_INSTRUCTIONS_
1. From the biking passage, list every measure named as being implemented to improve the bicycling community.
2. Duplicate the biking passage word for word, from "As schools of" up to and including "U.S. Bicycle Routes.".

_PAGE TEXT_

As schools of every level ramp back up this fall, it's important to be on the lookout for kids on bikes — especially since biking continues to gain popularity. Many cities across the country are attempting to become more bike-friendly every year. Hundreds of miles of bike lanes, lit paths, indoor bike parking, free bike lights and bike sharing systems are being implemented to improve the bicycling community.

In the U.S., 31 cities and 32 universities have active bike sharing systems, which allow users to rent and share bicycles for a short period of time. Ten states have established U.S. Bicycle Routes covering 5,616 miles, which are officially designated by connecting two or more states, a state and an international border or other U.S. Bicycle Routes.

Rows from a data source:
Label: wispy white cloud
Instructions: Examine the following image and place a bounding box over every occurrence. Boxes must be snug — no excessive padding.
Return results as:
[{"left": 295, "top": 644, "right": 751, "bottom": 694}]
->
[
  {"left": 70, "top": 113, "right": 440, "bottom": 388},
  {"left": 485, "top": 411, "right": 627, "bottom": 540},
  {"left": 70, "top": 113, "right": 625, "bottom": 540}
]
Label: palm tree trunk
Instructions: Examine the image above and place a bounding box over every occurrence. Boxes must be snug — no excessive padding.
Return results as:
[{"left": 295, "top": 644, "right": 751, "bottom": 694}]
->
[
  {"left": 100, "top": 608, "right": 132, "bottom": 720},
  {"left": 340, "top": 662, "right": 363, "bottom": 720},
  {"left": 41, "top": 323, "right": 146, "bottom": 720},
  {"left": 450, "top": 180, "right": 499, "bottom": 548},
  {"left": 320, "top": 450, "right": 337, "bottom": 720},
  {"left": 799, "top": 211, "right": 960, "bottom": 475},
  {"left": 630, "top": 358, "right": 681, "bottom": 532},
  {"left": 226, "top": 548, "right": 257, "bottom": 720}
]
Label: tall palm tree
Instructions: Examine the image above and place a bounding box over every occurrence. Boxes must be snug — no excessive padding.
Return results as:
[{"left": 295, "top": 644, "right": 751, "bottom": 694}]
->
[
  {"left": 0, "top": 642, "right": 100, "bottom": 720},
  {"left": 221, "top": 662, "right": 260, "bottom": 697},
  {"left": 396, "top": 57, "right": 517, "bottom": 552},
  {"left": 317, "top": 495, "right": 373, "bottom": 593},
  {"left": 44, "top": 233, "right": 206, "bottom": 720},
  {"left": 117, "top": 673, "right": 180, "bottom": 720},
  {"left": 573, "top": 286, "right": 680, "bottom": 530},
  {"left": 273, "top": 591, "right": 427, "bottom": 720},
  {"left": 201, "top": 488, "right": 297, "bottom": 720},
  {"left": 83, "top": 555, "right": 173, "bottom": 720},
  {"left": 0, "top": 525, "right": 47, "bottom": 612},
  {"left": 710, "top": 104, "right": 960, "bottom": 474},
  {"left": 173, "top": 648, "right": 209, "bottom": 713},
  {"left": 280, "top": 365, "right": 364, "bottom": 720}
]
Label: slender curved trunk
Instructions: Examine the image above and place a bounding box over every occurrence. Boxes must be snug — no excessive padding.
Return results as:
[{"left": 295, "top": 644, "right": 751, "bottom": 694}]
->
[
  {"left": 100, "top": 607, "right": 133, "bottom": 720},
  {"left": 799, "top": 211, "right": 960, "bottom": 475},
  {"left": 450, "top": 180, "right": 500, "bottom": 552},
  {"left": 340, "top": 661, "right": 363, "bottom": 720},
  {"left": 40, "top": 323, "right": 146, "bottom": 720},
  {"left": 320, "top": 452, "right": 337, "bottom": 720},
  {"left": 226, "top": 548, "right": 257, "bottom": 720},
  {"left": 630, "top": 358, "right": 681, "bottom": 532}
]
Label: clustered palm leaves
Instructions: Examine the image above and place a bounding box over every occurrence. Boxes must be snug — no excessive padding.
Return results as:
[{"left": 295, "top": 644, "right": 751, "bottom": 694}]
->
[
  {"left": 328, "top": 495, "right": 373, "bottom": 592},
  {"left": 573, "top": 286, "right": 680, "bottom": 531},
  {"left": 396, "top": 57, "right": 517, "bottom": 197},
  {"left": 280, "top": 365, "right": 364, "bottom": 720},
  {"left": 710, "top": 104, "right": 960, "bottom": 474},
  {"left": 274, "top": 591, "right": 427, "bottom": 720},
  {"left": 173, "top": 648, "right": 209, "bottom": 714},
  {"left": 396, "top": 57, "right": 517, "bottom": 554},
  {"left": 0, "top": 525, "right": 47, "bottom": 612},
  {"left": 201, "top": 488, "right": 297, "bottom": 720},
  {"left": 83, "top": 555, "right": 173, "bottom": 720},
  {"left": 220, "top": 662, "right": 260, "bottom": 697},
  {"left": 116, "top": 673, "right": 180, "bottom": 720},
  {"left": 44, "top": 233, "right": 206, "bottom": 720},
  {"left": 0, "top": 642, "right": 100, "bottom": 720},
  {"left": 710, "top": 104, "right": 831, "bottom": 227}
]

_ANSWERS TO THE PROBLEMS_
1.
- Hundreds of miles of bike lanes
- Lit paths
- Indoor bike parking
- Free bike lights
- Bike sharing systems

2.
As schools of every level ramp back up this fall, it's important to be on the lookout for kids on bikes — especially since biking continues to gain popularity. Many cities across the country are attempting to become more bike-friendly every year. Hundreds of miles of bike lanes, lit paths, indoor bike parking, free bike lights and bike sharing systems are being implemented to improve the bicycling community.

In the U.S., 31 cities and 32 universities have active bike sharing systems, which allow users to rent and share bicycles for a short period of time. Ten states have established U.S. Bicycle Routes covering 5,616 miles, which are officially designated by connecting two or more states, a state and an international border or other U.S. Bicycle Routes.